(Data items)
^^^^

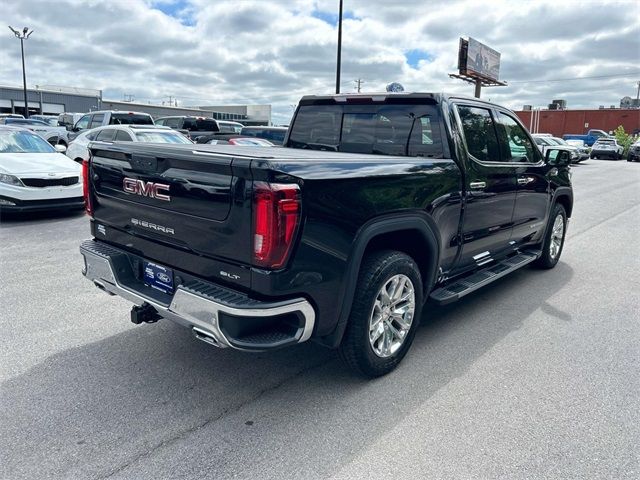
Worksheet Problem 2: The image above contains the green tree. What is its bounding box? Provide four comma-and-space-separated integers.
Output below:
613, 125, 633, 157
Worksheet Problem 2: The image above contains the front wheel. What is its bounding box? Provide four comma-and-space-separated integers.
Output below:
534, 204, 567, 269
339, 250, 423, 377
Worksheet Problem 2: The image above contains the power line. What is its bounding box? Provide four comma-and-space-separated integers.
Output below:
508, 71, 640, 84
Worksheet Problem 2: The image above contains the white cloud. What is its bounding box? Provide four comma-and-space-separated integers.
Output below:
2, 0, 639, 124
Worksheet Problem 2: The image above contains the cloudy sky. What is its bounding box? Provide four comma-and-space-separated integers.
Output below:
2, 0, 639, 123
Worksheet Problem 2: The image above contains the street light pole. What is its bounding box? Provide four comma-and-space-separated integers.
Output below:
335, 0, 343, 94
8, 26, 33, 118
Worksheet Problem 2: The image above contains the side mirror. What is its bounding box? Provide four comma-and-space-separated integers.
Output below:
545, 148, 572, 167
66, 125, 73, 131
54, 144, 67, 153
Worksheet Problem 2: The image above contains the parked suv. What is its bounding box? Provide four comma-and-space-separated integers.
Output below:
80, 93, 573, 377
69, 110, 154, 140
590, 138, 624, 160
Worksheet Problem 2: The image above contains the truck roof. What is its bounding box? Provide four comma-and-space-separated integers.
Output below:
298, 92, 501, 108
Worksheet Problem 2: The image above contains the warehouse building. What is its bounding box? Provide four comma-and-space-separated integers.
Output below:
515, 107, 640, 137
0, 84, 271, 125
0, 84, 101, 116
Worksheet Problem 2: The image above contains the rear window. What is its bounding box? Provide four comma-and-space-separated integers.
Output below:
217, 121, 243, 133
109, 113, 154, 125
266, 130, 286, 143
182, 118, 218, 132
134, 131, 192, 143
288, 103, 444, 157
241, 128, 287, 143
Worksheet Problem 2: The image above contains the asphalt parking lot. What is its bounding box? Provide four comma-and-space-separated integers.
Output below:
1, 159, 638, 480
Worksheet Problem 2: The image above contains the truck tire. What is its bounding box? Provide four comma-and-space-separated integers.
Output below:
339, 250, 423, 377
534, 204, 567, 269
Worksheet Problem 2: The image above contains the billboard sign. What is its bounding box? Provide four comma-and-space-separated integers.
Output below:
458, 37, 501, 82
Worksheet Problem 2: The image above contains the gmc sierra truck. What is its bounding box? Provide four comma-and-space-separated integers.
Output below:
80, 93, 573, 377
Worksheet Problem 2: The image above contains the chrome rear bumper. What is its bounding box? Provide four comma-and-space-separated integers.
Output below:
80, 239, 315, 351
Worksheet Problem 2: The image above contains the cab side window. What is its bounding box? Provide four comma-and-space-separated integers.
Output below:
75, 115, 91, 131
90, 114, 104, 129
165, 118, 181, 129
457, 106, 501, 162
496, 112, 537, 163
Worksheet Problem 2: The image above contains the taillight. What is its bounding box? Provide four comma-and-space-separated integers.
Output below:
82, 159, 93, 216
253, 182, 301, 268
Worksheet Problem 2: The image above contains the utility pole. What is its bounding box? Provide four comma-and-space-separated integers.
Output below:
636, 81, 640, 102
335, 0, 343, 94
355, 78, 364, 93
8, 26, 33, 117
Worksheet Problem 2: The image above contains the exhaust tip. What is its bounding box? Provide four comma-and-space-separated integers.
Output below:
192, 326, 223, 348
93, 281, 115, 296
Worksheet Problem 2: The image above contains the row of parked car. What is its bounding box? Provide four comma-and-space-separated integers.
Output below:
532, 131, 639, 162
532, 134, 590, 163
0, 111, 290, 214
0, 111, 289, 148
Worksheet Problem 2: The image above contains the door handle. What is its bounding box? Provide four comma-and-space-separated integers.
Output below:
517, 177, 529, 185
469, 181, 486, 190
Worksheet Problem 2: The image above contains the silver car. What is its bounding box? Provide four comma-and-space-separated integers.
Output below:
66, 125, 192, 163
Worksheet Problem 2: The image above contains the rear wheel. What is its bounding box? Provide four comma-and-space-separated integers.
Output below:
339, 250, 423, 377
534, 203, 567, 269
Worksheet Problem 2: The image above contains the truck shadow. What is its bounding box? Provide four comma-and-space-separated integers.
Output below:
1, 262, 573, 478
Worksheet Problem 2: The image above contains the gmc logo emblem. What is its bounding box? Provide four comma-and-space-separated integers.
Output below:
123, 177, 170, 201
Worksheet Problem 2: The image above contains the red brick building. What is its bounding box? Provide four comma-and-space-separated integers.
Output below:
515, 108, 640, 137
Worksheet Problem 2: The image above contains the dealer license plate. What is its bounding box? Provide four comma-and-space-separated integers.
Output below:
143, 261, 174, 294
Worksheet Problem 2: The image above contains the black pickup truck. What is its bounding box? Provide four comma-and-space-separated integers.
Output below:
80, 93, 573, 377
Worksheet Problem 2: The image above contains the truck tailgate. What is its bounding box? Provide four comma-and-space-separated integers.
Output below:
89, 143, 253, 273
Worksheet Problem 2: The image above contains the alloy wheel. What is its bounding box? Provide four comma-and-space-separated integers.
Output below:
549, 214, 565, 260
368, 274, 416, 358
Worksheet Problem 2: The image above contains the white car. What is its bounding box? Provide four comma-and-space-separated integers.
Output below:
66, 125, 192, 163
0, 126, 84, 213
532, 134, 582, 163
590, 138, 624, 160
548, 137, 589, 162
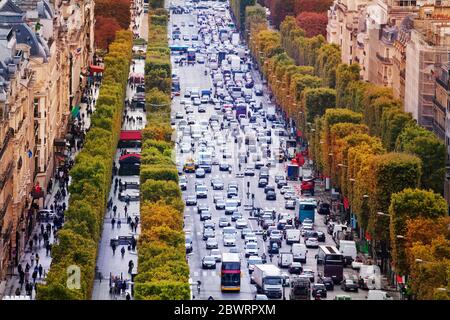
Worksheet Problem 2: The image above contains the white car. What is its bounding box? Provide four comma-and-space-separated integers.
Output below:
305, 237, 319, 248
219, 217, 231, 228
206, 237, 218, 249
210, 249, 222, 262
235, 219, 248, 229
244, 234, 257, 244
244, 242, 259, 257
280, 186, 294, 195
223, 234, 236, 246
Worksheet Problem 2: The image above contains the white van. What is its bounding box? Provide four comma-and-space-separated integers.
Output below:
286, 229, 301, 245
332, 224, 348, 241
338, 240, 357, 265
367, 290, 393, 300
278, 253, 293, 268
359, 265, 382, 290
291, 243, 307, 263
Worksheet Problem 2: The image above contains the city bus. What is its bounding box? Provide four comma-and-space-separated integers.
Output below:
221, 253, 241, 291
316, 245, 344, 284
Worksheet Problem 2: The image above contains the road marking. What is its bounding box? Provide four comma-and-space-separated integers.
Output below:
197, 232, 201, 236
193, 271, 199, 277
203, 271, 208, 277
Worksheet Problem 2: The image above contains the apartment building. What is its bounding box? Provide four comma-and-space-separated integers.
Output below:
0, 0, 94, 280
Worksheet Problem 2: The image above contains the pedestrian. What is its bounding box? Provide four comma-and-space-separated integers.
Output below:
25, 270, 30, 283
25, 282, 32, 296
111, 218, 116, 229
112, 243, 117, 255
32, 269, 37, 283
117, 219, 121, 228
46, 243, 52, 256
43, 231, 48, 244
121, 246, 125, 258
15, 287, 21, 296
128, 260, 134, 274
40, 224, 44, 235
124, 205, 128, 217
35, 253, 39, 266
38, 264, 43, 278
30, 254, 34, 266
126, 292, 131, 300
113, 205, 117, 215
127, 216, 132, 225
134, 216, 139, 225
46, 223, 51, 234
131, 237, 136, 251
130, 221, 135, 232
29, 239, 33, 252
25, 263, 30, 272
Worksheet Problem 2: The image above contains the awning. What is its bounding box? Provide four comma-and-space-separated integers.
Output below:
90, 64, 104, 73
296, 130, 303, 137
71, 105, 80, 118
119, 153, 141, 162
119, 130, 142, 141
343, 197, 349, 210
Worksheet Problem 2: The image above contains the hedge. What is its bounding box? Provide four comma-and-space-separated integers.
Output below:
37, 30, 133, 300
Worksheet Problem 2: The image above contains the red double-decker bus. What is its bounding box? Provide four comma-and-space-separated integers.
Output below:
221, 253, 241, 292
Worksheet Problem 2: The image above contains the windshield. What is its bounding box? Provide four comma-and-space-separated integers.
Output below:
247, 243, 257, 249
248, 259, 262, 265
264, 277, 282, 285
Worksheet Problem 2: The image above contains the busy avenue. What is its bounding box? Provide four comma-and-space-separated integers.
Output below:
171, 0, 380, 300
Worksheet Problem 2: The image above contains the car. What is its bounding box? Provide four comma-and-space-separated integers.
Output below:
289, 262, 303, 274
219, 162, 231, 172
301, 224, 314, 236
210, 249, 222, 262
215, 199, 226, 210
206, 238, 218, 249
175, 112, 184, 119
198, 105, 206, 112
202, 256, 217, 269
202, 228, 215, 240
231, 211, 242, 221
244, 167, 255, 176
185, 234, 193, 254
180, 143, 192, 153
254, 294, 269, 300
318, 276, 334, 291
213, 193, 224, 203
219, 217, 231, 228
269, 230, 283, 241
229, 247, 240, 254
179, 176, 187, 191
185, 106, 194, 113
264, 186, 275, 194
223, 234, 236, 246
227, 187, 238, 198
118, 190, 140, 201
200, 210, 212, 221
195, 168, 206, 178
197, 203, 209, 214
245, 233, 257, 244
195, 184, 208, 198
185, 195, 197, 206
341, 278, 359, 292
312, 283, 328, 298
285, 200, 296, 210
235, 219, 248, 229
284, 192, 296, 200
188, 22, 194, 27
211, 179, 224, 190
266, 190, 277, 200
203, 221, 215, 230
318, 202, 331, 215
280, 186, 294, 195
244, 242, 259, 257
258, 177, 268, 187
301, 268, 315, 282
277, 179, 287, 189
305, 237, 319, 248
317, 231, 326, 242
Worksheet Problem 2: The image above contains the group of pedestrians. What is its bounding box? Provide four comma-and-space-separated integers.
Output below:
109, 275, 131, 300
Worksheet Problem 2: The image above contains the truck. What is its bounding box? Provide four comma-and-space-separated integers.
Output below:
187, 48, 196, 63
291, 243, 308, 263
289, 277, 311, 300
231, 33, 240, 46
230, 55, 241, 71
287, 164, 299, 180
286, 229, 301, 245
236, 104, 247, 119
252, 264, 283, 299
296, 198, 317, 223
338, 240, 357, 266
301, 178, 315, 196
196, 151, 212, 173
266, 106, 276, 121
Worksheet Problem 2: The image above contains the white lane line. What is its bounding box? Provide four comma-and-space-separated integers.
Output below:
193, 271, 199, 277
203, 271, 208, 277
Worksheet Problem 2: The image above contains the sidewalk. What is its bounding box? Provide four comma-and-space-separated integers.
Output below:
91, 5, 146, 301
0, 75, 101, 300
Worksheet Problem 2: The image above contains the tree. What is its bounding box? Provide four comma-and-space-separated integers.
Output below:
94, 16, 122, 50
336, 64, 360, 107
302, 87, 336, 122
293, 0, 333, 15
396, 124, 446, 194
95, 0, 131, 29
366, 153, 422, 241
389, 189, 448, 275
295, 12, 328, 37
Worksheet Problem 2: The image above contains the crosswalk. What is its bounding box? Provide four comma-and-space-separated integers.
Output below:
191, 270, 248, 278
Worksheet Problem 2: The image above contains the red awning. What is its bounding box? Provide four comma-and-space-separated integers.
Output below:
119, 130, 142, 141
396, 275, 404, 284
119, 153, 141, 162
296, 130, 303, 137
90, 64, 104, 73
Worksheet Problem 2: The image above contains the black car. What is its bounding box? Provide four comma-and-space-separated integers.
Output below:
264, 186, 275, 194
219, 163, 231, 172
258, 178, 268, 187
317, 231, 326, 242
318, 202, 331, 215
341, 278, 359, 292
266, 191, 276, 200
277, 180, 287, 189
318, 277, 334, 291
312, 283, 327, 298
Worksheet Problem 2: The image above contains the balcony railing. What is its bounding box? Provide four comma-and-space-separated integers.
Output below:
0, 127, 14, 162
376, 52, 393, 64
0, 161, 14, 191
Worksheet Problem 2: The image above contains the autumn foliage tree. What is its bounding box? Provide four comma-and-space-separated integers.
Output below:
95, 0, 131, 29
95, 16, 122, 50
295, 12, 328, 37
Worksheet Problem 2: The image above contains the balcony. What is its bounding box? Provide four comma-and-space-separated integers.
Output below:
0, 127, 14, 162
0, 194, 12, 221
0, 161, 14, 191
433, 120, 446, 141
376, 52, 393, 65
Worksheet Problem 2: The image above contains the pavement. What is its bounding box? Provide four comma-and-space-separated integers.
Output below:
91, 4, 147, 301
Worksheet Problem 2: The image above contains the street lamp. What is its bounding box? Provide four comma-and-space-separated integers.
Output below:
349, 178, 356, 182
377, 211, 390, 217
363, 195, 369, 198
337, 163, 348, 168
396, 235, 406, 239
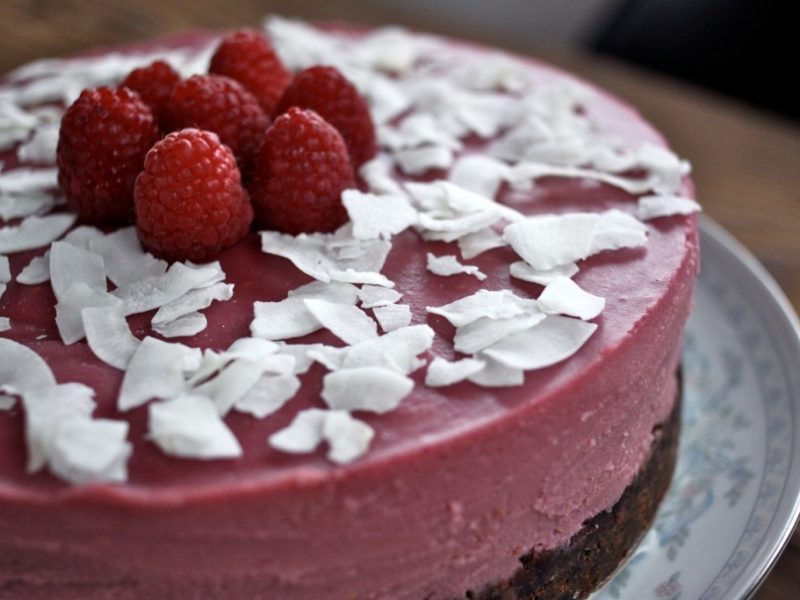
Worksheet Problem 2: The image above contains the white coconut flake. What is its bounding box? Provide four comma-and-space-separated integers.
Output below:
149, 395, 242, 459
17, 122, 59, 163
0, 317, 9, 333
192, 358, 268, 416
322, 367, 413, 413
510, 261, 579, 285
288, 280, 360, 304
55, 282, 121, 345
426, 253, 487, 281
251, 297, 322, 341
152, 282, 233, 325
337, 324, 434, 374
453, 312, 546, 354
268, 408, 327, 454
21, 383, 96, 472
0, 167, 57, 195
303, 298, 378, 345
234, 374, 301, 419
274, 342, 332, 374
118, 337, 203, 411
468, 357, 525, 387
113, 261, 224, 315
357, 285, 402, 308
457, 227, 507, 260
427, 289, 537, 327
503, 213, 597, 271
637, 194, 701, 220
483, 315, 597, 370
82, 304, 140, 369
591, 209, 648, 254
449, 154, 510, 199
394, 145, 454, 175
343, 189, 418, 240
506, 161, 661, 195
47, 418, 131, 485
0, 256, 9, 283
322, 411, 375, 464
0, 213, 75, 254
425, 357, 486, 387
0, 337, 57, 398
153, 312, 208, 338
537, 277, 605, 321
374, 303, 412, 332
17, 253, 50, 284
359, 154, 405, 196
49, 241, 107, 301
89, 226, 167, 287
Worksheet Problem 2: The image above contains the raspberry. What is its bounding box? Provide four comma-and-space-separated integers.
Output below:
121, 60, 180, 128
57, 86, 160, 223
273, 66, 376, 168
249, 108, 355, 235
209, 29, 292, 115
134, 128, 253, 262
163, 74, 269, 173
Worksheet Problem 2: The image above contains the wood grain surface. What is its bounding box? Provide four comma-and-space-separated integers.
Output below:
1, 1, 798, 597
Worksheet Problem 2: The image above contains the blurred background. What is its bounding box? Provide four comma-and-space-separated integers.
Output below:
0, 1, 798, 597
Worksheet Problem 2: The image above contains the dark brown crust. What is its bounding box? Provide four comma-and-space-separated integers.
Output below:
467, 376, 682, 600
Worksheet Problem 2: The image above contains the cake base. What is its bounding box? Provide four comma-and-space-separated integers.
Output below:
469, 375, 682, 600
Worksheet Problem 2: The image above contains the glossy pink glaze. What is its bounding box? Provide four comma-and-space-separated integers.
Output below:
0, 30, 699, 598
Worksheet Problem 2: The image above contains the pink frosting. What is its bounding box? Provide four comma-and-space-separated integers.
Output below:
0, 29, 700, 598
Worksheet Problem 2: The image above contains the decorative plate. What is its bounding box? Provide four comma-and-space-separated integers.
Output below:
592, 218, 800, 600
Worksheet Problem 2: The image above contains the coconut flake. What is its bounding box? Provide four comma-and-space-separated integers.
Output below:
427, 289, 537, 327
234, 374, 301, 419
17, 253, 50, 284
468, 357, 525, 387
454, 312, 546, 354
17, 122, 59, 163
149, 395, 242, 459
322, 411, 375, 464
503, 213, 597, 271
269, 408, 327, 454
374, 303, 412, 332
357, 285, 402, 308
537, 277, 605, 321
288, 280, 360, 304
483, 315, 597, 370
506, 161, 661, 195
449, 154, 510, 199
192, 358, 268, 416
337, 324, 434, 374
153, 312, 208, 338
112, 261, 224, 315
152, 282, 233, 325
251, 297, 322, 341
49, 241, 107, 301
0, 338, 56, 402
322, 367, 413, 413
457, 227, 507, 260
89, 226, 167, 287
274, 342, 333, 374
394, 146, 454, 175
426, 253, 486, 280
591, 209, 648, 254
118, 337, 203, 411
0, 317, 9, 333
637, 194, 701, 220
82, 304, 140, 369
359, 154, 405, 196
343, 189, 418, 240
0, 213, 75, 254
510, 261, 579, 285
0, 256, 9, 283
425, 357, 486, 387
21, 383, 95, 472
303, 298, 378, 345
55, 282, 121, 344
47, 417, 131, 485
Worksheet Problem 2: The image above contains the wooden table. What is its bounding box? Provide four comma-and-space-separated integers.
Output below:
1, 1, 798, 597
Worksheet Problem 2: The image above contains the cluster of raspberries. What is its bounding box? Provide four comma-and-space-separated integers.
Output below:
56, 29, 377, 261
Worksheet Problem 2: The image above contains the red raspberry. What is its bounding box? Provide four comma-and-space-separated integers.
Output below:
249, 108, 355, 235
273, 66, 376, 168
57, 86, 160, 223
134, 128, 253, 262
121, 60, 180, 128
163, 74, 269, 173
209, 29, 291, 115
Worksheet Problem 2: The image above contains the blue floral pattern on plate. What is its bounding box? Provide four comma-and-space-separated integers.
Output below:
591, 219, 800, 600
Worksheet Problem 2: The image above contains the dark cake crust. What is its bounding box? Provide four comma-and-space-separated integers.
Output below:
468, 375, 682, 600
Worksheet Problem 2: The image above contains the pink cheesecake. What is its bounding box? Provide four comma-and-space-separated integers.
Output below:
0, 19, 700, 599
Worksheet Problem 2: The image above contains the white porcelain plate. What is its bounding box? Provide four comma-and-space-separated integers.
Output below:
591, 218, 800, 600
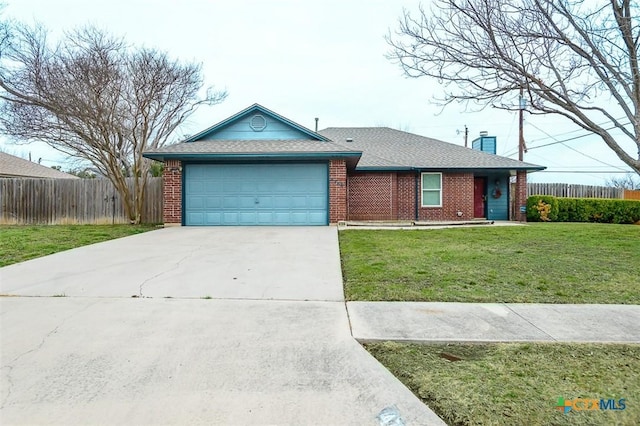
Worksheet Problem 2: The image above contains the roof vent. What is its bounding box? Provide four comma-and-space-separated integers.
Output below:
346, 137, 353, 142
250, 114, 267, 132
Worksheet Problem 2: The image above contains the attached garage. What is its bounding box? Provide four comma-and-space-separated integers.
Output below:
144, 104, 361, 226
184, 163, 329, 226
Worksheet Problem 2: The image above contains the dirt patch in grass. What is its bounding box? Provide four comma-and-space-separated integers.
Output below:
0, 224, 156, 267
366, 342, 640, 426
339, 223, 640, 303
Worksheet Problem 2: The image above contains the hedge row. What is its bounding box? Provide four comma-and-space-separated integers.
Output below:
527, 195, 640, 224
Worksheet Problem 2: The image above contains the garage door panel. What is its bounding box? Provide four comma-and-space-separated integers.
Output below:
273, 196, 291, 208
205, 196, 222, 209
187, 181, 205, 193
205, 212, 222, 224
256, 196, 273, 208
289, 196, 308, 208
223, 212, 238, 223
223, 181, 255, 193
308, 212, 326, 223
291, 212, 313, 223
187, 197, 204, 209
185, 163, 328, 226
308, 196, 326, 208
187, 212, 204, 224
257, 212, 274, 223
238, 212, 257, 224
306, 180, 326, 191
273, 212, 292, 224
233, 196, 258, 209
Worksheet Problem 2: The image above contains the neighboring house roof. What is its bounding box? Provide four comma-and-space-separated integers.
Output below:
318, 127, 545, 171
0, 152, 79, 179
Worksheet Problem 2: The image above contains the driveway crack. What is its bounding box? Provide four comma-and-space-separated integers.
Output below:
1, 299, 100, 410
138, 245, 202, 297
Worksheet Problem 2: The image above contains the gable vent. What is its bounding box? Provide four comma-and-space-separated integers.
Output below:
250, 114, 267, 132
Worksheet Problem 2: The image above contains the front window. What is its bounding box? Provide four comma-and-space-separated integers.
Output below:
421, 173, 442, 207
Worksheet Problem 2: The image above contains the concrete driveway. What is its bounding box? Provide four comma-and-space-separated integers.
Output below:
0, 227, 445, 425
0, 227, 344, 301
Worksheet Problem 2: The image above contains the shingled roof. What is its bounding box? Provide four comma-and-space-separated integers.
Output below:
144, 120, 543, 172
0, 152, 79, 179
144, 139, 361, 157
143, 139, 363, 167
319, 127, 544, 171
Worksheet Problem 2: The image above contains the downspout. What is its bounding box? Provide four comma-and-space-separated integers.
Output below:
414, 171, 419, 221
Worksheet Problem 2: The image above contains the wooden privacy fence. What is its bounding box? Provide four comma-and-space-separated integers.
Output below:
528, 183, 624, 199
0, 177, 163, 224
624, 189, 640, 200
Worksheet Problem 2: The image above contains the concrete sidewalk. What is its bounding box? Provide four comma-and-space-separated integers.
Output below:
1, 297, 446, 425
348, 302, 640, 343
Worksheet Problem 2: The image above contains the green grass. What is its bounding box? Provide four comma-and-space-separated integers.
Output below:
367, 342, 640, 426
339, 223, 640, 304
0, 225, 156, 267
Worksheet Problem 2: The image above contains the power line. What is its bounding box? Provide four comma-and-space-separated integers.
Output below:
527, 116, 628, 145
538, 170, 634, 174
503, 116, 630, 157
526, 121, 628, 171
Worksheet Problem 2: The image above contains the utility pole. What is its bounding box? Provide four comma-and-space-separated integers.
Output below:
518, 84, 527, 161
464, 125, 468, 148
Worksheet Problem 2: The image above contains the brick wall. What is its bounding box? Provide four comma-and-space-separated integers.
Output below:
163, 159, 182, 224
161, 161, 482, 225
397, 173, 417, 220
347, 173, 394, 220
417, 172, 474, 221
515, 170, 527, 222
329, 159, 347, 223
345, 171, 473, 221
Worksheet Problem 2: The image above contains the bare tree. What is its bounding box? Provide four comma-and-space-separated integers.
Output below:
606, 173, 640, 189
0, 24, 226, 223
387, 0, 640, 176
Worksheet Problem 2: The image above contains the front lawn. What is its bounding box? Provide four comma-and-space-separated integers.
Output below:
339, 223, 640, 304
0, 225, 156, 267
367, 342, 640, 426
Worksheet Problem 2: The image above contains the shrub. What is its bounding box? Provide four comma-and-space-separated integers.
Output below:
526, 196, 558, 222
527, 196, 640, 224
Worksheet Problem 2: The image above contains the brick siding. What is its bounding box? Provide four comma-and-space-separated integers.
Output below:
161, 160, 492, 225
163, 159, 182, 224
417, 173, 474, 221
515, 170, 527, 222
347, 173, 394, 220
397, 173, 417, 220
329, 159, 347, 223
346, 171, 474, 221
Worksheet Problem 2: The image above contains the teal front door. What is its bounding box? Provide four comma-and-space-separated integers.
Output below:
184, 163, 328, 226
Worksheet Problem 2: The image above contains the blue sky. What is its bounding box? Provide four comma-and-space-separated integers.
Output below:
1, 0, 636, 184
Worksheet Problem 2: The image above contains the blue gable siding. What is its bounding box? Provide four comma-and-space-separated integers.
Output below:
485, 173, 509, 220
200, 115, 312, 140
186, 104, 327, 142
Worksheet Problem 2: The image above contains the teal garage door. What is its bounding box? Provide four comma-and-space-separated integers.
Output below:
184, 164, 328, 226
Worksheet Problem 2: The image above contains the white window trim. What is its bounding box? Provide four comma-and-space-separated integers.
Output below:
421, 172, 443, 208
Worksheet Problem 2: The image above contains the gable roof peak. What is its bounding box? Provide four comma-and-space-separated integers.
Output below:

^^^^

**WORK INSTRUCTION**
Within the data above, how many lines contain "blue"? Respond with the tally alone.

**OUTPUT FOR THIS EXERCISE**
3